Could you return, exactly as written, only the lines from the one holding "the gravel lot" through the final line of the records below?
-------- EXERCISE INPUTS
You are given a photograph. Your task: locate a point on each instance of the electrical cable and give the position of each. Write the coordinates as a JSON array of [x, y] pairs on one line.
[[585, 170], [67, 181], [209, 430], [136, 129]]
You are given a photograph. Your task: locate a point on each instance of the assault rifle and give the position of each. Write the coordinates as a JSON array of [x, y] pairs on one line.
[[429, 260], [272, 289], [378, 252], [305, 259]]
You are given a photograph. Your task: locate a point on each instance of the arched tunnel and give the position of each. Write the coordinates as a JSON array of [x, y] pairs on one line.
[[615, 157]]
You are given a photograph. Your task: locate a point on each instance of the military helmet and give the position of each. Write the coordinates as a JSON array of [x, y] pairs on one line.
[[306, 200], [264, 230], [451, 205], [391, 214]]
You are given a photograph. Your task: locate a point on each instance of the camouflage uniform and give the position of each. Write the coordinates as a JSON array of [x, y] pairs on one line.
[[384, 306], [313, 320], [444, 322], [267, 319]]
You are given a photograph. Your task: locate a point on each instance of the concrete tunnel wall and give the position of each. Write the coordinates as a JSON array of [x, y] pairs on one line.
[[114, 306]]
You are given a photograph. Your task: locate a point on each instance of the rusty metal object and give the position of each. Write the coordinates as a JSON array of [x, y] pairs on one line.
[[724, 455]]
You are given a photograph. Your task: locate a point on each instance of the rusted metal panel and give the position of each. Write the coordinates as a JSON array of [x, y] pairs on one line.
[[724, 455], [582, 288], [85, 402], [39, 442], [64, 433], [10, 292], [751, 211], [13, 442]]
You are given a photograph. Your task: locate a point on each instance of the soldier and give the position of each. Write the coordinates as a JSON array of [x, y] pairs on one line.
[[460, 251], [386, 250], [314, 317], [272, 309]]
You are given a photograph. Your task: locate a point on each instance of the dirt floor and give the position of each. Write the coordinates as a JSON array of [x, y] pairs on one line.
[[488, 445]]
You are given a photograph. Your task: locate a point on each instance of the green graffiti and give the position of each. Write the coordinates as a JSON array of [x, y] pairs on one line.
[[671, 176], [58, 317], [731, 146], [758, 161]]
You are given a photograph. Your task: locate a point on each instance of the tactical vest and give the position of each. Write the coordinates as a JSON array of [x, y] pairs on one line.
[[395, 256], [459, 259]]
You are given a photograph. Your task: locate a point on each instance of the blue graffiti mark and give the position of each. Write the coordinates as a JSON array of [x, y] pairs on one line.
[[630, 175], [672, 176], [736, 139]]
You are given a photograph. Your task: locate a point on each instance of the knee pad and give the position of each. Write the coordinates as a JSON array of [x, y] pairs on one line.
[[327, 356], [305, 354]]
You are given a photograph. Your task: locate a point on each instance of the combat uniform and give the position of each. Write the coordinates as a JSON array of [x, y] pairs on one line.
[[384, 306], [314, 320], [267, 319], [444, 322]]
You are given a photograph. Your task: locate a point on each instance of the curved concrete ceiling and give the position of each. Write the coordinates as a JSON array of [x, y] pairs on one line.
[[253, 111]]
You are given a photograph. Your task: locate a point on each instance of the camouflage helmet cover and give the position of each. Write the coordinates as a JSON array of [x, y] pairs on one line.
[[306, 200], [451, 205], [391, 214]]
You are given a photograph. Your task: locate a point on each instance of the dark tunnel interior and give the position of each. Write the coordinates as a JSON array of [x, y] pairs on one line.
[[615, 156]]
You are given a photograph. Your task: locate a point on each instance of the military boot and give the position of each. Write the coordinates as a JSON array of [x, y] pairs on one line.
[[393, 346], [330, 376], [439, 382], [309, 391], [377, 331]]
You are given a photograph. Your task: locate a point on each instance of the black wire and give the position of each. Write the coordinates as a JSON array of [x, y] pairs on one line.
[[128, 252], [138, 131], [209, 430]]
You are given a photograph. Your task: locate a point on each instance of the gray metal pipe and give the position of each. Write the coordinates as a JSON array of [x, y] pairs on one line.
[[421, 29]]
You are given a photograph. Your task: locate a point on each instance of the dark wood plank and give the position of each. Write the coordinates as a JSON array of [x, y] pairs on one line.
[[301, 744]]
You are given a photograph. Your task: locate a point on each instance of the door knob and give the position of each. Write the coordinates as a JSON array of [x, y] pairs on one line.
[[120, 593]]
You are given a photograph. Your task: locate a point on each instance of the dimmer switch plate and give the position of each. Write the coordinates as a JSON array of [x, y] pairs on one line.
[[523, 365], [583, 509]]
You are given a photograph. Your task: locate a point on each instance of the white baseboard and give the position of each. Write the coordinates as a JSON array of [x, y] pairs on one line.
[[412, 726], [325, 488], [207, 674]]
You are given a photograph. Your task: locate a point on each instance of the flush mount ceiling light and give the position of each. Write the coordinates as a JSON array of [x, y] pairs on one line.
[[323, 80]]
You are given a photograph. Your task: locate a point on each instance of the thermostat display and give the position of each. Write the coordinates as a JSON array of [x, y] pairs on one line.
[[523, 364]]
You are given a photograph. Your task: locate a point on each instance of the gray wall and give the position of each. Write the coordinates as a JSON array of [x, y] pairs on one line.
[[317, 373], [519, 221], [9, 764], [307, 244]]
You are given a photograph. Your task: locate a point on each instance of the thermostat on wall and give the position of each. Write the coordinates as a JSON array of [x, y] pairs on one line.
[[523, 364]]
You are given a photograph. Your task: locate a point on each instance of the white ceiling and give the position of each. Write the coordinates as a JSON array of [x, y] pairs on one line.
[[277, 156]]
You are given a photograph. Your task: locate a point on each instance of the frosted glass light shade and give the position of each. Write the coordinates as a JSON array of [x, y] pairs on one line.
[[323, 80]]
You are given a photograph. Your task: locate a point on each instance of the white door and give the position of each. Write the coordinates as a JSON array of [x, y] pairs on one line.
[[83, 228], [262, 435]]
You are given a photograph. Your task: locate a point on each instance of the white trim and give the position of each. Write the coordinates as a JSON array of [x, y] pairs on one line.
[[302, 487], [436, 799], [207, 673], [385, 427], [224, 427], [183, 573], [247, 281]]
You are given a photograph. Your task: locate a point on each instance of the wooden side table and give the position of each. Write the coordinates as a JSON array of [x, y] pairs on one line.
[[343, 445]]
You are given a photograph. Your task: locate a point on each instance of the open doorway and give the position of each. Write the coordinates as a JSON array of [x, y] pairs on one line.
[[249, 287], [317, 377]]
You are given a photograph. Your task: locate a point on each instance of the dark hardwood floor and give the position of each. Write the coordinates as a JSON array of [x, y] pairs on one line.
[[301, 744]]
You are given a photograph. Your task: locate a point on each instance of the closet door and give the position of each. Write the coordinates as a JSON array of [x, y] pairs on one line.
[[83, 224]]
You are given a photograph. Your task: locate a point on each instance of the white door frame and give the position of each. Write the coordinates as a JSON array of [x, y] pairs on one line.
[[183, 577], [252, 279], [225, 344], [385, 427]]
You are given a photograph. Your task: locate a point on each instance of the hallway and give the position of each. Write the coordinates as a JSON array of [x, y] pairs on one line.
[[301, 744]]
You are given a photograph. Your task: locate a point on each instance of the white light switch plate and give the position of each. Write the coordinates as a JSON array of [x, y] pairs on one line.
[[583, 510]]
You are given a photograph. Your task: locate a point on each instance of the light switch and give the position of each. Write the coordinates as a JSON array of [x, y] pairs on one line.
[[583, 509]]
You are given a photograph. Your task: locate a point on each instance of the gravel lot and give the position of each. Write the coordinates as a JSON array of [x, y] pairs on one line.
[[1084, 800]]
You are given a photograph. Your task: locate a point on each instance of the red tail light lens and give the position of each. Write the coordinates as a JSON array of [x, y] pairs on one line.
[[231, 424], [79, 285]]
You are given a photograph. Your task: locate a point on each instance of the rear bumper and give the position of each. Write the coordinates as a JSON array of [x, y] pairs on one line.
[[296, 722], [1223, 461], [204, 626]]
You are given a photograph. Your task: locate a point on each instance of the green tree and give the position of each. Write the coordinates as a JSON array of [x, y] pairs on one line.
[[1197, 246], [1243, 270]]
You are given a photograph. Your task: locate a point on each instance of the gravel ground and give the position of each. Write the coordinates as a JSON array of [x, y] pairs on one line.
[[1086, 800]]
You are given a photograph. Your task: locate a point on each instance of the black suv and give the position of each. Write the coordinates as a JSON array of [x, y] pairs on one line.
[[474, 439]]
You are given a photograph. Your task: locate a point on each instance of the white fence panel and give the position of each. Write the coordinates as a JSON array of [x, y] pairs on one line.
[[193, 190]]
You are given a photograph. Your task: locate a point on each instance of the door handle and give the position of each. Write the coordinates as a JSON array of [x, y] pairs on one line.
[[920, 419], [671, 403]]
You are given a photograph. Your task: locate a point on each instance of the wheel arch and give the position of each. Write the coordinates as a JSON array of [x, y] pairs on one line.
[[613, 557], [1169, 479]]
----------------
• _RESULT OF THIS TASK_:
You are given a photograph. Your task: locate a point on each instance of the gravel lot and give the position of each. Write the coordinates as a JSON array of [x, y] pairs on one line.
[[1084, 800]]
You are given a photograph. Your task: locate a point on each instance of the red tail light lens and give the position of each. Write the coordinates as a JSON array of [x, y] pairs on one line.
[[231, 424], [79, 285]]
You are given a photograph. Your task: locate a point on each instance of the rear bumper and give the position of each. Write the coordinates as a JSON array of [x, y] pairs on one line.
[[296, 722], [1223, 461], [204, 626]]
You are given a photograph. Your task: locate a point on each instance of the green tree and give the position of each. Write the coordinates as a JSON array of [x, y] pairs on one line.
[[1197, 246], [1243, 270]]
You are given a photograph. Your task: locate a point on each instance of the gravel ground and give the position of each. Write the coordinates as a JSON array of [x, y] pairs on one line.
[[1086, 800]]
You are given a photograph. Your task: locate a point on each instance of the black suv and give the position of each. Write the coordinates as a JSON array of [x, y] pairs on one line.
[[474, 439]]
You are given a photograph. Your task: locate a point on each instance of the white fence panel and give the position of each. Write the coordinates as a JSON array of [x, y] pairs on one line.
[[193, 190]]
You are given a photograph. Your task: locate a point on each instance of the door handle and give the position of each. Write the coordinates as a JSON array of [x, y] pairs on one line.
[[920, 419], [671, 403]]
You are given a photograph. Your task: locate a point on each instance of the wheel arch and give the position of each. Write the coordinates as a JSON array of [x, y] pairs on one line.
[[613, 557], [1169, 479]]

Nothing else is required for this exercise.